▸ PASSAGE
Now that is never easy for anyone. I feel I do so much for my job, I go in each day, do my job and get it done, I also am a back up scheduler for when others are out and I help when computers are down or someone needs something fixed or updated on their computers. No remind you I don't get paid for these things. Which is still hard because I do take time out of my day to do these things. But hey it can only help me in the future. Either way yes I am at fault for why I got written up....for being on the internet, for having a snappy attitude at times when people come up to ask for me to do something. And yes I DO need to work on these things.

Now the part of being written up is not what is bothering me, I can change those things, I can make them better because I can't lose my job over those silly things. What hurts me worst is I feel as if I have lost a friend. A very good friend at that. I'm not really sure as to why I have lost this friend. As far I know she doesn't even know I was written up. I think she may have seen me crying when I came out my bosses office but I can't be sure. I never told her about the write up, only because she hasn't been talking to me all week and I feel as if I did something wrong, what that is I don't know. I have asked her and she said nothing but I still have a feeling there is something there and she just doesn't want to tell me.

▸ DATA UNDER STUDY
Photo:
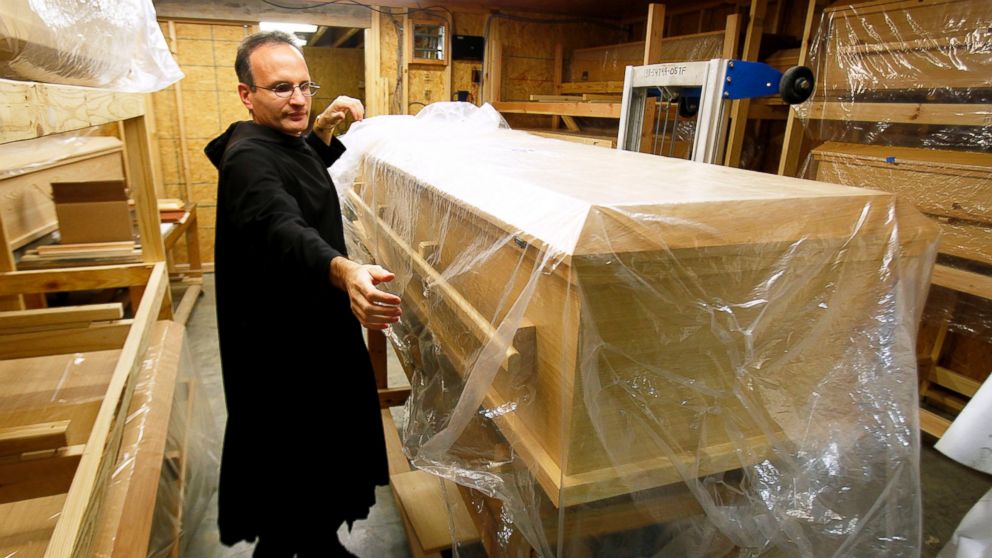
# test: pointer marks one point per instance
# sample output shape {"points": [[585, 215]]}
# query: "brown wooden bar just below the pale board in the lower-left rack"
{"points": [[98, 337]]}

==

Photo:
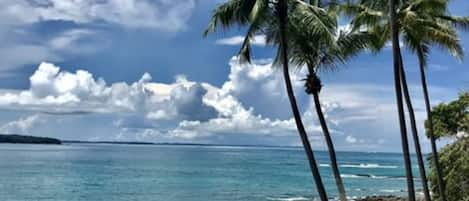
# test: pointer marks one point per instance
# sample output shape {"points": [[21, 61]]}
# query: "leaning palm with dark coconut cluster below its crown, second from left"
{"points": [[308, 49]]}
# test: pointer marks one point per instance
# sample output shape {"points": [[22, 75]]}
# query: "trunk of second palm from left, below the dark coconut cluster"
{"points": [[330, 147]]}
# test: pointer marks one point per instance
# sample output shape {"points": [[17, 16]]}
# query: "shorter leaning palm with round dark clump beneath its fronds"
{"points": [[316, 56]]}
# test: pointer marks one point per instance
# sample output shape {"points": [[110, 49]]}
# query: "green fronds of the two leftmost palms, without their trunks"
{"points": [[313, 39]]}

---

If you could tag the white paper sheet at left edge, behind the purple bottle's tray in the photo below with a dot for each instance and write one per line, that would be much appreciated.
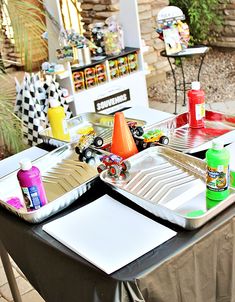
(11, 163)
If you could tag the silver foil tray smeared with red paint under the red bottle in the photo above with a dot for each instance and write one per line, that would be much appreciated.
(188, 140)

▸ REQUIRED ACTIONS
**1)** In the post about being written up at work, what extra role does the writer fill when others are out?
**2)** Decide whether each statement agrees with the post about being written up at work, and quote the words that settle it: (a) The writer is paid for helping people with their computers. (b) The writer told the friend about the write-up. (c) The writer admits to needing to work on a snappy attitude.
**3)** Write the next part of the post about being written up at work, starting after its final sentence.
None of the entries is needed for the tasks that come next.

▸ PER-TASK ANSWERS
**1)** The writer is a backup scheduler.

**2)**
(a) No: "I don't get paid for these things."
(b) No: "I never told her about the write up"
(c) Yes: "And yes I DO need to work on these things."

**3)**
It is truly eating at my soul. I feel terrible. I find comfort in this friend, being able to have someone to talk to. But at the same time part of me wonders if she had something to do as to me getting written up. Reporting some of it. Which she has every right to but it still hurts because I truly would never do that to a friend. I would rather confront her about it myself and tell her how I feel. Because that's what friends do right? So maybe I don't have a friend in her, I though I had with going out with her, going to the casino and lunch.

Well I'm not sure if I should confront her now or just let it all blow over and see where it goes from there. What sucks the most is she sits right behind me we are within 5 feet of each other.

Any words of advice?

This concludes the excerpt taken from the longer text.